[Begin Exercise data]

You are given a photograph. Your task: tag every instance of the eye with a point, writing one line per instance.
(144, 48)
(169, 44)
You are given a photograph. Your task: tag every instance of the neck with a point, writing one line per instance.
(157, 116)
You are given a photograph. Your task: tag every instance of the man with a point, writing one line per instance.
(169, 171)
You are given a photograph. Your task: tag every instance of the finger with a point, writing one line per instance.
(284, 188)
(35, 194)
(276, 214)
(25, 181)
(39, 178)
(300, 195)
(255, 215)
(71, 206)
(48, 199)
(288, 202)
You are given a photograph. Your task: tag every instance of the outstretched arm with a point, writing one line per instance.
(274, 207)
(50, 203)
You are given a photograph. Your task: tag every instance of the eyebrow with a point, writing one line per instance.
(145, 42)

[End Exercise data]
[Begin Exercise data]

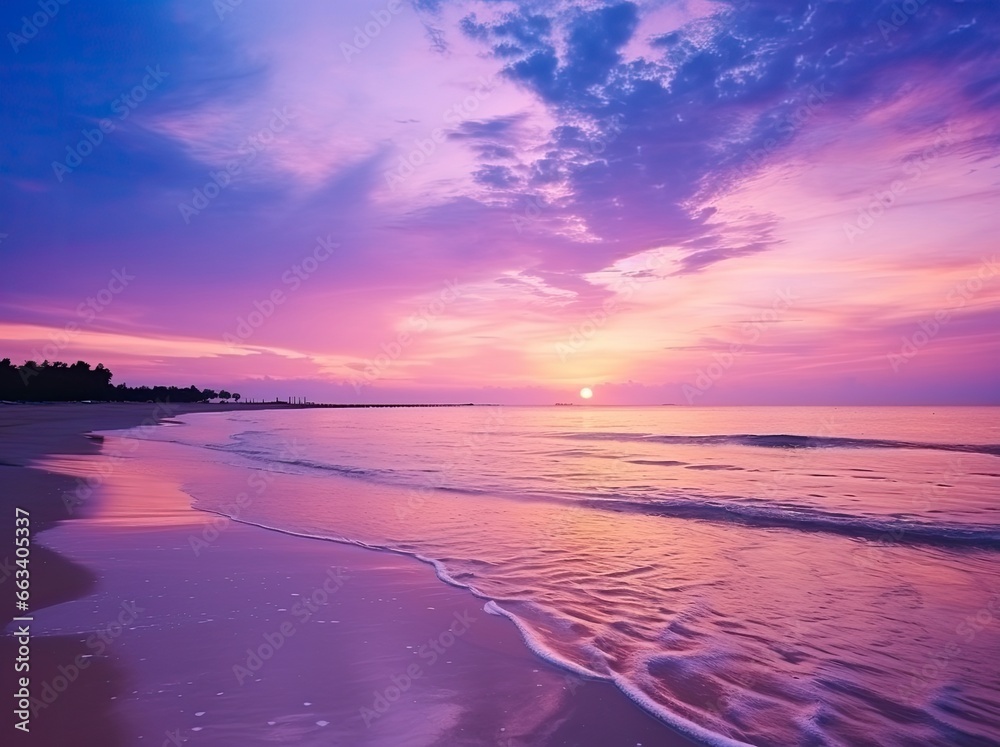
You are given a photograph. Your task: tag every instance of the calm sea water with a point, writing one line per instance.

[End Exercise data]
[Begin Exercise data]

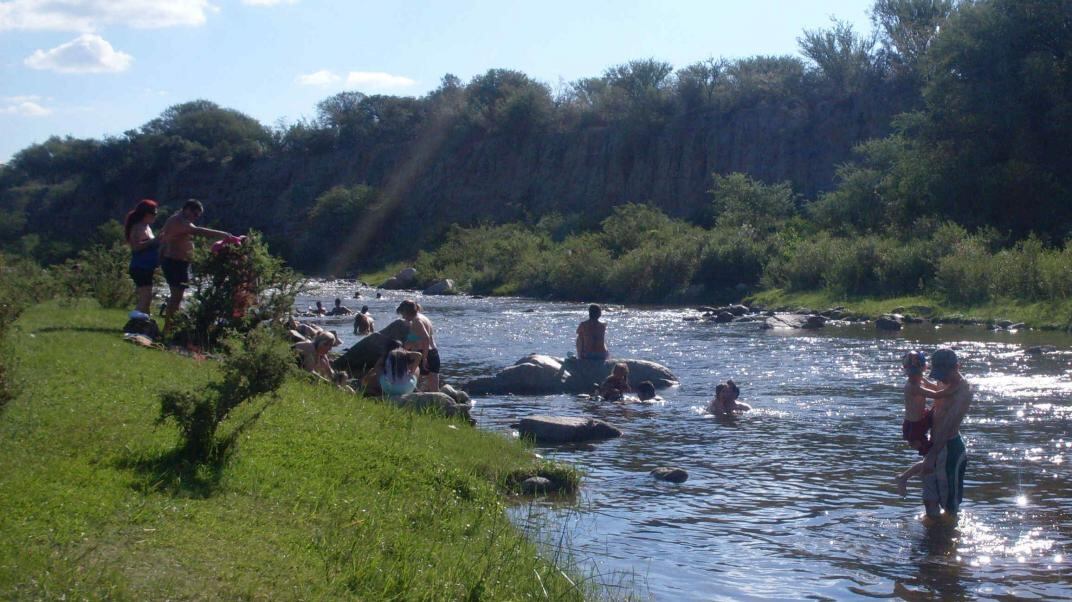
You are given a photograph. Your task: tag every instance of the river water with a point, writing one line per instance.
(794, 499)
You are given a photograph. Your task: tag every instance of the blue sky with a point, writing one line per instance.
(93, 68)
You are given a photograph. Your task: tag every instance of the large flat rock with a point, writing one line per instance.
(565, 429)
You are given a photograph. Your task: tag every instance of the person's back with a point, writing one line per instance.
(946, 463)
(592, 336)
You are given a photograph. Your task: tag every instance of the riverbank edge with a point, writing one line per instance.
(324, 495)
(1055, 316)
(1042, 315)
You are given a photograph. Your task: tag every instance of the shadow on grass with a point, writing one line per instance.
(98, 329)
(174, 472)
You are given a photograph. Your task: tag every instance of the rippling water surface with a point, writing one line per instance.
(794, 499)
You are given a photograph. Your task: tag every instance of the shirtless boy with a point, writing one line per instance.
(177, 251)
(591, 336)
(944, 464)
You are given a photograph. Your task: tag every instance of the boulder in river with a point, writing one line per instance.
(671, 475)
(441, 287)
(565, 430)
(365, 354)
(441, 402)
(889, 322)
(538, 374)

[End Exercise data]

Please show every line of the entries above that contains the word "water", matching case exactly.

**Correct response**
You are given a photograph. Your task: tag every instance of the calm sea water with a point, writing one line per instance.
You are given a photograph. Your task: tag every instance of the river water with a point, writing one line per instance.
You are given a photograph. Your task: tag every instance of the rippling water surface with a point, writing one line per instance.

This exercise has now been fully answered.